**Records:**
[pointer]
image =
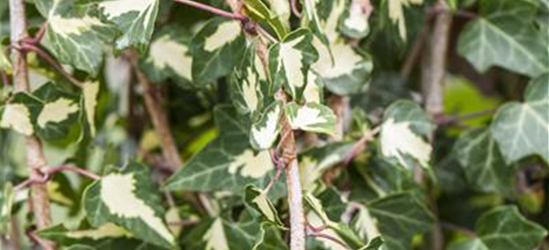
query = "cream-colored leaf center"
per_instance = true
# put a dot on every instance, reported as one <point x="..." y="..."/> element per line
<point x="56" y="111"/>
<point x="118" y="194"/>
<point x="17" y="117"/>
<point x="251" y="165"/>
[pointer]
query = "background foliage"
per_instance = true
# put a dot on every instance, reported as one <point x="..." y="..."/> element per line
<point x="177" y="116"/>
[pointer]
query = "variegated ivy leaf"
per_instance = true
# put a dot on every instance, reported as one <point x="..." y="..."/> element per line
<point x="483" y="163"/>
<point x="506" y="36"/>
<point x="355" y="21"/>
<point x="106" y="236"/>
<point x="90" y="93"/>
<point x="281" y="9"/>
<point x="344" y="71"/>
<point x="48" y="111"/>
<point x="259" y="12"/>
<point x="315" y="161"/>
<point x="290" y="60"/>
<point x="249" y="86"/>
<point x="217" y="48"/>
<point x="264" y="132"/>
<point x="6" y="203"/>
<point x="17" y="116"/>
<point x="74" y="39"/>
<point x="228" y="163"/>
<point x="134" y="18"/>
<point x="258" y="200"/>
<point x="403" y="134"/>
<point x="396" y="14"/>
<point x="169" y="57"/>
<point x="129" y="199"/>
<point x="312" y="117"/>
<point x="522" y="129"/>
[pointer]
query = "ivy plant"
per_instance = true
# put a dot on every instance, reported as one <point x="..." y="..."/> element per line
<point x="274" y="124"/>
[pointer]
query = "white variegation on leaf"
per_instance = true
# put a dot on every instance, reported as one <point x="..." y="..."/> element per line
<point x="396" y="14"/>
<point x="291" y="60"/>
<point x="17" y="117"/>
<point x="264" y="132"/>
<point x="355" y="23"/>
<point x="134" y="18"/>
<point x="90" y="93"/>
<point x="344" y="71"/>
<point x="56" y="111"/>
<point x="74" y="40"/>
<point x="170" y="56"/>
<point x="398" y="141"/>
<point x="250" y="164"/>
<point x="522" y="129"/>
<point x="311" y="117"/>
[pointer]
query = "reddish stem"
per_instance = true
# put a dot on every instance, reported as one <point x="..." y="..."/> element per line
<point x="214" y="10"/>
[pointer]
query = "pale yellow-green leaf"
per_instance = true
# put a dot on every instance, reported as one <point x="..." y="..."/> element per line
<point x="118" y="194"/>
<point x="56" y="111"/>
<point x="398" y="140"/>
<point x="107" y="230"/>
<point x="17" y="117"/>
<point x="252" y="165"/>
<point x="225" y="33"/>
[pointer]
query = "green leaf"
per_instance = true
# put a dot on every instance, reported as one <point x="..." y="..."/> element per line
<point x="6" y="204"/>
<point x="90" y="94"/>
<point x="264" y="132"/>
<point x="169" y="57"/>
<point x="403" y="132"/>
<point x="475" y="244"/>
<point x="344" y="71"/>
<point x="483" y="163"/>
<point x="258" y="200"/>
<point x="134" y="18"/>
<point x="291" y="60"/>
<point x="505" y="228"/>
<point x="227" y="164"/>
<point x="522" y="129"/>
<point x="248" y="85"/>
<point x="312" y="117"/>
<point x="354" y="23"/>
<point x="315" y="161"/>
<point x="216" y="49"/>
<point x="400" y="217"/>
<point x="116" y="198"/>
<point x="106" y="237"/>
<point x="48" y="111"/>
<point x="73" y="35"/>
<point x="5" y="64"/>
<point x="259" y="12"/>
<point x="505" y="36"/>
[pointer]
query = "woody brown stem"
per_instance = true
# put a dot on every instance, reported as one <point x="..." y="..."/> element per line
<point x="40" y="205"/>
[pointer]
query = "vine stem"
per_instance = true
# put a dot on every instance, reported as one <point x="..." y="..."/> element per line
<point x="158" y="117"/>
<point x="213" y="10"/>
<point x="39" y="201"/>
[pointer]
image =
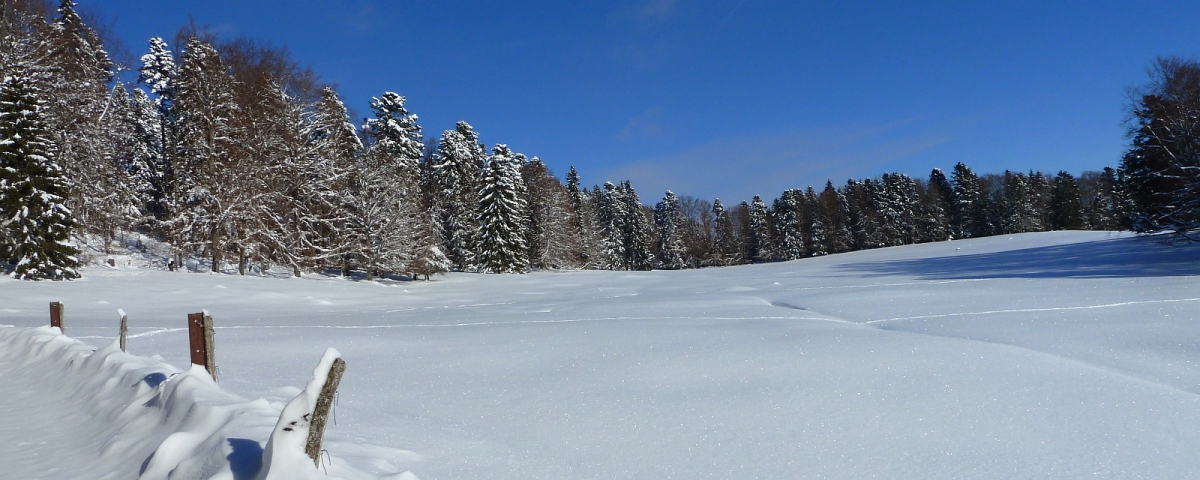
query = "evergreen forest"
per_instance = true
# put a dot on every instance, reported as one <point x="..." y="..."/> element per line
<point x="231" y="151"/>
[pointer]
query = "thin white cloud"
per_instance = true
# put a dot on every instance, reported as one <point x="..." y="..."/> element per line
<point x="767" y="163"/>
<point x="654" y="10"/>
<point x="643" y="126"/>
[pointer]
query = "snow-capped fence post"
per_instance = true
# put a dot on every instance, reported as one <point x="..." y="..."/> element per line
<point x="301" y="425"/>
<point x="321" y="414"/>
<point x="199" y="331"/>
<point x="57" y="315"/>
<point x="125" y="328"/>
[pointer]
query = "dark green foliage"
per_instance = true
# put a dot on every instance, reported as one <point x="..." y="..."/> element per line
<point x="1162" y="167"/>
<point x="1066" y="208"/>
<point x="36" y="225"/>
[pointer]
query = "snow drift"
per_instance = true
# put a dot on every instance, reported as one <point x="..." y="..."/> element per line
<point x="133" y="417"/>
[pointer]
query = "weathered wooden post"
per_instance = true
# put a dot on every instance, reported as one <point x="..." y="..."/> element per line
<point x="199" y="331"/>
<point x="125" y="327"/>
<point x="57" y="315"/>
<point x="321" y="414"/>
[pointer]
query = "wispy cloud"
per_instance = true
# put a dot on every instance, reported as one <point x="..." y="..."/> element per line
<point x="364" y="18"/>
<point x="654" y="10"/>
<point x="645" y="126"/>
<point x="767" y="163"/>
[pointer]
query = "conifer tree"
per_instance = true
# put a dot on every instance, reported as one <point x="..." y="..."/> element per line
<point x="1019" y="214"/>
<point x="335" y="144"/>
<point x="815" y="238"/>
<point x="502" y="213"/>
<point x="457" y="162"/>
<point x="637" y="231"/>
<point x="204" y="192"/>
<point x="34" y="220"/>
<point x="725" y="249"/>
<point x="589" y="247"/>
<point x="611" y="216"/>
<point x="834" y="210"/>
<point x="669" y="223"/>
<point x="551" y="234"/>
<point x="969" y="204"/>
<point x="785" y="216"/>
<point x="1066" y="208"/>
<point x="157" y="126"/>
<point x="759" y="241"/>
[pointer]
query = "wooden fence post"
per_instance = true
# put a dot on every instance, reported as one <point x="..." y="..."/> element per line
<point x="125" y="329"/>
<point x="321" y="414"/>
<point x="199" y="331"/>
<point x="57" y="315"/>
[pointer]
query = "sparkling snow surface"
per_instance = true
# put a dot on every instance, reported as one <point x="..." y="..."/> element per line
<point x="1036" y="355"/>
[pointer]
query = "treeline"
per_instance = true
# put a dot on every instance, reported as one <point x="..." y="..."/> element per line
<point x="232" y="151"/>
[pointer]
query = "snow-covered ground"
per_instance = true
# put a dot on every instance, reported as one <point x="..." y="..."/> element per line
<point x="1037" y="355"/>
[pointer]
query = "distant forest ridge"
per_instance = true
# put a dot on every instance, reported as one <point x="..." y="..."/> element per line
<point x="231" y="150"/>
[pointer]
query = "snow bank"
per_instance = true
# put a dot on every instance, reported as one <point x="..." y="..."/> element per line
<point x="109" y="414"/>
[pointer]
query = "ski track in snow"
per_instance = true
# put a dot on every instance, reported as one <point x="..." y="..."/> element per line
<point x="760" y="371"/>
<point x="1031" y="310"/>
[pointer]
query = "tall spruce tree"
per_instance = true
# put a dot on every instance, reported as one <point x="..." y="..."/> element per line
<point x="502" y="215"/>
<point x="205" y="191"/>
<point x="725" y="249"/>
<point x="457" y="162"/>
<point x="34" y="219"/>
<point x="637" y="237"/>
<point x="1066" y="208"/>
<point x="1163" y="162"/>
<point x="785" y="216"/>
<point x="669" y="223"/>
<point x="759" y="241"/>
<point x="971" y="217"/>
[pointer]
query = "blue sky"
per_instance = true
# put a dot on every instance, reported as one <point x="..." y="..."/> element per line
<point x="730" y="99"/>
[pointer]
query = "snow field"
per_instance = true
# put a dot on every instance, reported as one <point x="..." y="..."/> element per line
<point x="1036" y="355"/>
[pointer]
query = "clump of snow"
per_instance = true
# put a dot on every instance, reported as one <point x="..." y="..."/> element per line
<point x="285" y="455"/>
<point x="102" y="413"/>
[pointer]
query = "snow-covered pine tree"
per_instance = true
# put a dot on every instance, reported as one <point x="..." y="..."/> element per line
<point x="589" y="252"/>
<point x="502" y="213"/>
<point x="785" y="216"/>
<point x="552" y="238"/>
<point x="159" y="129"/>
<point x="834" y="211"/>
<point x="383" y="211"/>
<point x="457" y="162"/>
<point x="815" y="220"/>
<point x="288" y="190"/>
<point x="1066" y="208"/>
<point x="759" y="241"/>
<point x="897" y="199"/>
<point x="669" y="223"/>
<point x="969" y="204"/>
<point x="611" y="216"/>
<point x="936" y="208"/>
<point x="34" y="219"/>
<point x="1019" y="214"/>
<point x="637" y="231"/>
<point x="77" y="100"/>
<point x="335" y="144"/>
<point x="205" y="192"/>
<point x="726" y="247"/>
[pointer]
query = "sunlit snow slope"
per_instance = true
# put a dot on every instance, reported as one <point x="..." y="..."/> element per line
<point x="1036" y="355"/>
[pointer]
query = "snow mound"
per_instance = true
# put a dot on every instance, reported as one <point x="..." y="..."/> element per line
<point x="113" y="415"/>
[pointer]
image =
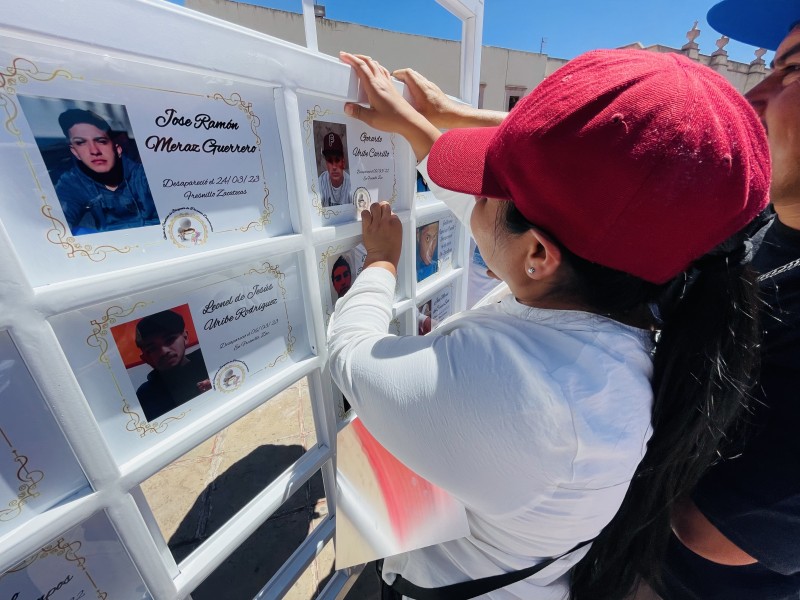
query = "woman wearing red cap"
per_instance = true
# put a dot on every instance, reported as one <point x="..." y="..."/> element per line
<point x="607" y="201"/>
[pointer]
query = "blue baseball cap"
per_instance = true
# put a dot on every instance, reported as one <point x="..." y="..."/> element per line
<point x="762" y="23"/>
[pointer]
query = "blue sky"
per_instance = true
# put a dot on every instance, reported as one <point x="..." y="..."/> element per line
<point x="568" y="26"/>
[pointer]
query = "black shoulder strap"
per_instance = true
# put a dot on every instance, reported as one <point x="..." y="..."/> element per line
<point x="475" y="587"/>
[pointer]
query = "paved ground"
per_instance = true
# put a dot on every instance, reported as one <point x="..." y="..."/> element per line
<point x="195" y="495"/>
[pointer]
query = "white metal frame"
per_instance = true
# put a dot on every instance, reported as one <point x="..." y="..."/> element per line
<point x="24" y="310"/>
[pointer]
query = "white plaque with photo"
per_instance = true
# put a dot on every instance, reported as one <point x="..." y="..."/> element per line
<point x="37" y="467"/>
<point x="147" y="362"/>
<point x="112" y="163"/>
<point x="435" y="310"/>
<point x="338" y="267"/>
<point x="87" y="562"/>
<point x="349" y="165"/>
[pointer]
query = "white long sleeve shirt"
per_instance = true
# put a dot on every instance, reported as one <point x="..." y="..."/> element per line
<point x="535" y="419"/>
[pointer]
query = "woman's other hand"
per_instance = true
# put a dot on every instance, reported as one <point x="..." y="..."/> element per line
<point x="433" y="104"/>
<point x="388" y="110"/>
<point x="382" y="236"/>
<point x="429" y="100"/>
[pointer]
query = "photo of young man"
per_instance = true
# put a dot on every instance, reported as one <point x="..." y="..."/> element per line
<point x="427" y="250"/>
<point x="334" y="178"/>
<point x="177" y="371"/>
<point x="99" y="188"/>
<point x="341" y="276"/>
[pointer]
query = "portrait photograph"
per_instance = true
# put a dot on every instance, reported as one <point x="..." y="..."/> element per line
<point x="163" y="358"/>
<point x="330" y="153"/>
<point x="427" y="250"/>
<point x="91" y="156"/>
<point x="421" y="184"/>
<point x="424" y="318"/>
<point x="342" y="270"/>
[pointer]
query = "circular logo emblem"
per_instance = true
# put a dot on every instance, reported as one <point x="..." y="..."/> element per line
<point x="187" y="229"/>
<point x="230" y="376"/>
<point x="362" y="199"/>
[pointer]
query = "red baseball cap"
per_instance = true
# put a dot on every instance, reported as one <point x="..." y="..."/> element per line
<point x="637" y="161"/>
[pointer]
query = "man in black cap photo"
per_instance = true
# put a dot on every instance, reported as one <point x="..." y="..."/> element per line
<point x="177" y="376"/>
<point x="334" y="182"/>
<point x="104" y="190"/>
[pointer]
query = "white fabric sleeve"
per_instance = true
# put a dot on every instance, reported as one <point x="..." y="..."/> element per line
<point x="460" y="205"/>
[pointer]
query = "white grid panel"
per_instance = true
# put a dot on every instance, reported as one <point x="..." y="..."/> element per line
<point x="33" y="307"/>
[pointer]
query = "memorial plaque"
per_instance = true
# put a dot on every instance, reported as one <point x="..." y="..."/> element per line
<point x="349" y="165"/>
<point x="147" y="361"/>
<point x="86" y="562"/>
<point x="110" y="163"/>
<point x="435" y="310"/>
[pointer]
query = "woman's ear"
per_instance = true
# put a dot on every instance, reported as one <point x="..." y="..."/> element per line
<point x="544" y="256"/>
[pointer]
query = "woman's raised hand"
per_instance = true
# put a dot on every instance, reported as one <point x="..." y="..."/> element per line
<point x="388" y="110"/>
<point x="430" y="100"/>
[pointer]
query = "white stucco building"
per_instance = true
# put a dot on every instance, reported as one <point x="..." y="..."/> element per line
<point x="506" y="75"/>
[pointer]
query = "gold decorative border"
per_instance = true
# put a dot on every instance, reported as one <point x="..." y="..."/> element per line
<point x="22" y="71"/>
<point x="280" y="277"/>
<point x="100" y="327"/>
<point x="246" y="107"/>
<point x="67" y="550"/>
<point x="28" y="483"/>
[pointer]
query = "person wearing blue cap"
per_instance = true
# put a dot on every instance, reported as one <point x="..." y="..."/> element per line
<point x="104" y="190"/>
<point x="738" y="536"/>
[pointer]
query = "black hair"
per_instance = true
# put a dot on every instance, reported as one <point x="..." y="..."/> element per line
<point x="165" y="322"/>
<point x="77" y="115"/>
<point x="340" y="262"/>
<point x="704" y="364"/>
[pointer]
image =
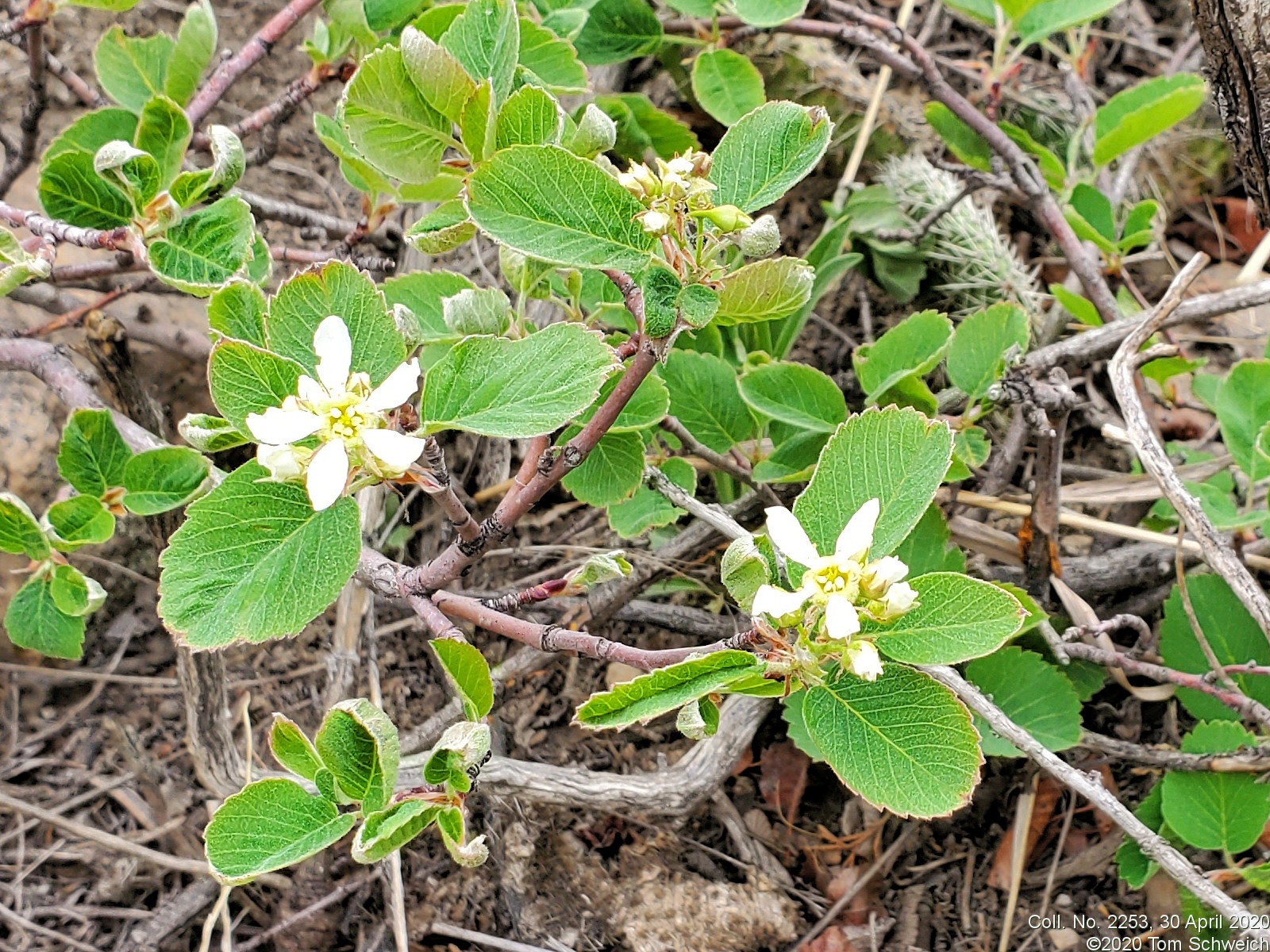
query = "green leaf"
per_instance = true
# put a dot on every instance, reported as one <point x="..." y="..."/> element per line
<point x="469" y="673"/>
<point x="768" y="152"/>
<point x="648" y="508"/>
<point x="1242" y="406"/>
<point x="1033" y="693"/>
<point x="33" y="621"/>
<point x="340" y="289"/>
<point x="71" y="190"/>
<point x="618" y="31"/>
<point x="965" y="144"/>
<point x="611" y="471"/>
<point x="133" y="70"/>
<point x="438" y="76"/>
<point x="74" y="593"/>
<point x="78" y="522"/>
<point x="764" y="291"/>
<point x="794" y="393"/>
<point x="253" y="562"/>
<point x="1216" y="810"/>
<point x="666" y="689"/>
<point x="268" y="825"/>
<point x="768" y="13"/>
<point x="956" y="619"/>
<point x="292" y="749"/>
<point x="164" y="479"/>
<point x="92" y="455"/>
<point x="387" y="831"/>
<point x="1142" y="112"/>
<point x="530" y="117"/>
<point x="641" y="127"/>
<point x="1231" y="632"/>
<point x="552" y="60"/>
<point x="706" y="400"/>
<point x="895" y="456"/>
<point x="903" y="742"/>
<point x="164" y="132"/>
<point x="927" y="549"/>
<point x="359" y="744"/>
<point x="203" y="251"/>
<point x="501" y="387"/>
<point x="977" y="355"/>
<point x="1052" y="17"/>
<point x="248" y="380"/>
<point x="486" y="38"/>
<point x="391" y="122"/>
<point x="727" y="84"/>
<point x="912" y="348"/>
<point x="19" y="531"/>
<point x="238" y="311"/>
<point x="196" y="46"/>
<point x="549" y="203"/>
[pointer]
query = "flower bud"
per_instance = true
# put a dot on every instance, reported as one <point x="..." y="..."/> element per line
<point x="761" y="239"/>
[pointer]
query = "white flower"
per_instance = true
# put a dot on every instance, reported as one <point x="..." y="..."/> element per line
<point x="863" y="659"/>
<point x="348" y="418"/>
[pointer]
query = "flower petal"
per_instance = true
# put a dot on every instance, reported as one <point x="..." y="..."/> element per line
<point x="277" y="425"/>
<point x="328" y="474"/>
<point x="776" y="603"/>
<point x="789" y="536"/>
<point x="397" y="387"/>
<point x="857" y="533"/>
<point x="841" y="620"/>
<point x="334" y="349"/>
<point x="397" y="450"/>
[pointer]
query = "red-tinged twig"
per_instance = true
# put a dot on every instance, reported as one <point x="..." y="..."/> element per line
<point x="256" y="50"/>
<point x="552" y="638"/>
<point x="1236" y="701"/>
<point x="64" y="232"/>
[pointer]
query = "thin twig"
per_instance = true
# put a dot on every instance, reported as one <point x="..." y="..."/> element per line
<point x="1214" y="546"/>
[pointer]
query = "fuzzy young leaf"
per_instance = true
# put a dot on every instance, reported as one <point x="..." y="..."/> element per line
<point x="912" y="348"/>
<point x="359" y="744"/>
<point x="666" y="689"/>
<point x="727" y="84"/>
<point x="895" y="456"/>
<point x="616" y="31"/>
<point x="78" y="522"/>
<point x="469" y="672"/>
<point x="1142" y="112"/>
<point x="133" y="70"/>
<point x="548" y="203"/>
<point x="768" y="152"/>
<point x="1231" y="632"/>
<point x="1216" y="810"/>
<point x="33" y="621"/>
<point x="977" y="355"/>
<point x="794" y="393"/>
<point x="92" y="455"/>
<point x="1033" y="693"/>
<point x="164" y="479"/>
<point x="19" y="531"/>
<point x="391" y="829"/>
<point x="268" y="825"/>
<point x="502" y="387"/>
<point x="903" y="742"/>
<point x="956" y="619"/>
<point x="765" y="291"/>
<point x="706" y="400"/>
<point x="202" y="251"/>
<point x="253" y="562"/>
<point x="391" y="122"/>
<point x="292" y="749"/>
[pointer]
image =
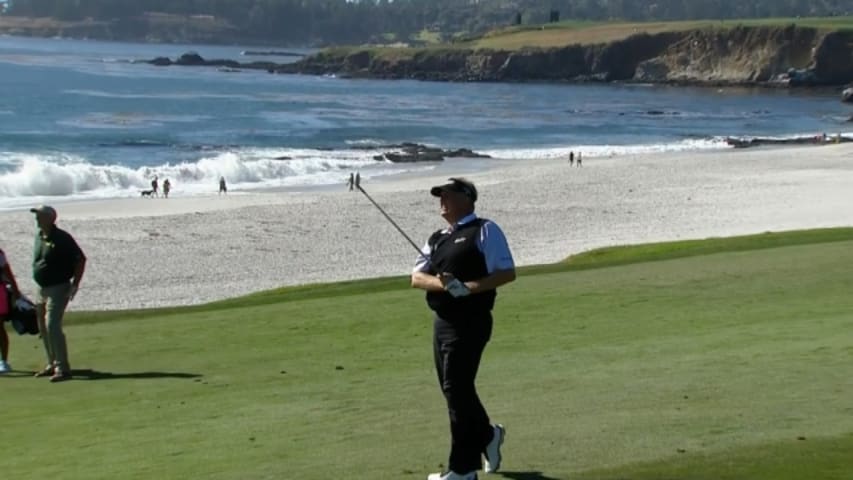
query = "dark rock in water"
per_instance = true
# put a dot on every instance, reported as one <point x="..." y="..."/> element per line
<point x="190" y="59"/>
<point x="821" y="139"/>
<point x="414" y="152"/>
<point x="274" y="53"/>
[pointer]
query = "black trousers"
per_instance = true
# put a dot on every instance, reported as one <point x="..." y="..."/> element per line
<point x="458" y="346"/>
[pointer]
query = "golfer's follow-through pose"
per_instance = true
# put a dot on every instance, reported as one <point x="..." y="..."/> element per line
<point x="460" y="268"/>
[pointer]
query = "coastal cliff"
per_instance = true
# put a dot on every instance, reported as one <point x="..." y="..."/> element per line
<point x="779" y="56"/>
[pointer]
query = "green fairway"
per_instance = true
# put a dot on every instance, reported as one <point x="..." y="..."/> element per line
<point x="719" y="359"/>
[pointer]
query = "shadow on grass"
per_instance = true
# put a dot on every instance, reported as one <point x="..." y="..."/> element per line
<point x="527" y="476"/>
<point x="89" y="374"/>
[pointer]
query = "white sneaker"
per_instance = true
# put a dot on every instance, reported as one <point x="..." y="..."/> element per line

**Goal of the exercise:** How many lines of the listing above contain the string "covered"? Reply with the number alone.

**Task answer:** 2